Als nächstes besuchen wir den kleinen Stand von Impossible. Ach schau an, ein alter Mann sitzt in der Ecke und repariert alte Polaroid-Kameras. Wie schön! Diskutieren lange über die Vorzüge der neuen Impossible-Instand-Filme mit einem Standbetreuer. Schräger Typ, aber total sympathisch. Er gibt uns Tipps, und wir wollen gar nicht mehr weg. Haben uns verliebt! Nicht in den Typen, sondern in die Art. Er schenkt uns noch zwei Filme und Buntstifte. Wir schmelzen dahin!

Reaktivierung alter Polaroid-Kameras. Fotografiert mit Leica M und Summicron-M 35 mm @ 2.5.

Reaktivierung alter Polaroid-Kameras. Fotografiert mit Leica M und Summicron-M 35 mm @ 2.5.

Müde… Rückzug in die Wohlfühlzone. Zurück zu den vielen Bildern am Leica-Stand. Wir schlendern durch die Ausstellungen. Wunderbare Bilder von Hoepker, Adams, Burri, Niedringhaus, Corbijn, u.v.a.m. Beeindruckend! Die Stille, das Licht, die Bilder – kein Bumbum! Entspannung! Es ist 17:00 Uhr und es reicht für den ersten Tag… Rückzug! Kraft und Energie tanken.

_Extrahierte Daten_
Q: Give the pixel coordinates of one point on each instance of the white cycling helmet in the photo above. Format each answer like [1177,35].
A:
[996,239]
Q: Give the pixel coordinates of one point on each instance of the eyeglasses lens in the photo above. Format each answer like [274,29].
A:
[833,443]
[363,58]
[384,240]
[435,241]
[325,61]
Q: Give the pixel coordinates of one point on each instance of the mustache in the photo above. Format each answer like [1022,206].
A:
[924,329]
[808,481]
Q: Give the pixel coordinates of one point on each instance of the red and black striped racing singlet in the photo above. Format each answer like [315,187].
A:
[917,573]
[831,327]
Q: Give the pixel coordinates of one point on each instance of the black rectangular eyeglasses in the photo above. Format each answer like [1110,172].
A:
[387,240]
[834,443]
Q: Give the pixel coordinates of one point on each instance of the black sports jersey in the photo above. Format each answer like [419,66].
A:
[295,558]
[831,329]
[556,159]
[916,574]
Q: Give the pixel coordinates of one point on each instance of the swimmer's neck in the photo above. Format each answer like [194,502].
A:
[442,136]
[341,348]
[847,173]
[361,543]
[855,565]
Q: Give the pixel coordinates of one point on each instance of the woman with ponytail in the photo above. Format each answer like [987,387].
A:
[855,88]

_Aufgabenstellung_
a: Prüfen Sie, ob die folgenden Aussagen mit dem Text übereinstimmen: (i) Am Stand von Impossible repariert ein alter Mann alte Polaroid-Kameras. (ii) Der Standbetreuer schenkt drei Filme. (iii) Der erste Tag endet um 18:00 Uhr. Antworten Sie jeweils mit Ja oder Nein, und zitieren Sie die entscheidenden Worte des Textes wörtlich.
b: Schreiben Sie den Abschnitt des Textes von „Müde… Rückzug in“ bis „und Energie tanken.“ wortgetreu ab.

_Lösungen der Reihe nach_
a:
(i) Ja: „ein alter Mann sitzt in der Ecke und repariert alte Polaroid-Kameras“
(ii) Nein: „Er schenkt uns noch zwei Filme und Buntstifte.“
(iii) Nein: „Es ist 17:00 Uhr und es reicht für den ersten Tag…“

b:
Müde… Rückzug in die Wohlfühlzone. Zurück zu den vielen Bildern am Leica-Stand. Wir schlendern durch die Ausstellungen. Wunderbare Bilder von Hoepker, Adams, Burri, Niedringhaus, Corbijn, u.v.a.m. Beeindruckend! Die Stille, das Licht, die Bilder – kein Bumbum! Entspannung! Es ist 17:00 Uhr und es reicht für den ersten Tag… Rückzug! Kraft und Energie tanken.